━━━━━ DATA RECORDS ━━━━━

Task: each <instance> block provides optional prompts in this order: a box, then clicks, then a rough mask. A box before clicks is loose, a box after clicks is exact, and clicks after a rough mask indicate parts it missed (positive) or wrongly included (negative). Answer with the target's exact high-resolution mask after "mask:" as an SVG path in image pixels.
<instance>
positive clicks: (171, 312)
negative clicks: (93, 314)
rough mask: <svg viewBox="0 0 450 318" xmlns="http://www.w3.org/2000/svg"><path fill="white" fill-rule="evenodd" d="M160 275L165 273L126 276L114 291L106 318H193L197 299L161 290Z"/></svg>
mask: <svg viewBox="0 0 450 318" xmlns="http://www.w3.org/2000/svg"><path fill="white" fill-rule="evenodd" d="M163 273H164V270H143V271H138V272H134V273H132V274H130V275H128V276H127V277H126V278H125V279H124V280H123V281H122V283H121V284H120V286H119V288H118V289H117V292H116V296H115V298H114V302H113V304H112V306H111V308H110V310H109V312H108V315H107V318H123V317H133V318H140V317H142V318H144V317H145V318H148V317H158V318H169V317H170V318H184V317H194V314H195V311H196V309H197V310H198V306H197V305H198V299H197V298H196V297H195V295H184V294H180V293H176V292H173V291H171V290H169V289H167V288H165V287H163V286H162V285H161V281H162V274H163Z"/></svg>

━━━━━

**EXERCISE OBJECTIVE**:
Each line above with the word "negative" needs to be copied.

**RESPONSE AREA**:
Task: each <instance> block provides optional prompts in this order: a box, then clicks, then a rough mask. A box before clicks is loose, a box after clicks is exact, and clicks after a rough mask indicate parts it missed (positive) or wrongly included (negative). Answer with the target's exact high-resolution mask after "mask:" as an SVG path in image pixels.
negative clicks: (93, 314)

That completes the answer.